» Your objective:
Output every line of the entries below as a numbered list, leaving out any blank lines.

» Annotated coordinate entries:
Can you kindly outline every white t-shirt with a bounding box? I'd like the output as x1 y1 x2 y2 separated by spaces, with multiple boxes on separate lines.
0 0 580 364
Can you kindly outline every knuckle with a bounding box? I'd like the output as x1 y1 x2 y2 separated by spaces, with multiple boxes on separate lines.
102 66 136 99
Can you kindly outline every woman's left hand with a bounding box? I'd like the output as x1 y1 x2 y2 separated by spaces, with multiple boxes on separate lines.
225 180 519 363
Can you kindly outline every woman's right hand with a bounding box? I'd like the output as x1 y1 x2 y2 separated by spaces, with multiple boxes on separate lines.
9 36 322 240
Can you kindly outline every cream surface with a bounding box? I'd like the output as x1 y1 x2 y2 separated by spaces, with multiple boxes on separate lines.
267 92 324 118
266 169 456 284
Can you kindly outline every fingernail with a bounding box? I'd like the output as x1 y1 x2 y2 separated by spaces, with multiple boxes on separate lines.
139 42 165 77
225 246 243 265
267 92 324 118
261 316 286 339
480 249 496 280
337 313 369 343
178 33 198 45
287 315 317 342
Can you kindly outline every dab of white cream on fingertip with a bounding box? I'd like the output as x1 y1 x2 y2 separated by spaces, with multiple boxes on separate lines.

» The reply:
1. Can you kindly outline every white t-shirt with a bounding box? I'd like the output as x1 y1 x2 y2 separated by spaces, with multiple boxes on separate lines.
2. 0 0 580 364
3. Can you kindly outline every knuckle with a bounding box? I'd like the output as x1 y1 x2 y2 separated by spaces, with multiple boxes on separate lines.
4. 102 66 136 99
5. Can you kindly outline every woman's left hand with a bounding box? I'd like the output as x1 y1 x2 y2 separated by spaces, with multiple boxes on separate lines.
6. 225 180 519 363
7. Can you kindly outline every woman's right hand with a bounding box? I'd like the output as x1 y1 x2 y2 separated by spaces, with multiple boxes on separate lines.
8. 9 36 322 240
9. Can you kindly outline every cream surface with a bounding box? I'd like the output as x1 y1 x2 y2 separated by spaces, with multiple boxes on separate lines.
10. 267 92 324 118
11. 266 169 456 284
12. Can you kindly outline every fingernail with a bounding box? I'd like the output as x1 y1 x2 y2 separated by spaces, with multiple boxes on separate lines.
13. 139 42 165 77
14. 225 246 243 265
15. 267 92 324 118
16. 261 316 286 339
17. 480 249 496 280
18. 337 313 369 343
19. 178 33 198 45
20. 287 315 317 342
21. Can you kindly outline every dab of white cream on fingertip with a bounding box? I'd like the output as x1 y1 x2 y2 separated by spaces, with multiple boxes on separate lines.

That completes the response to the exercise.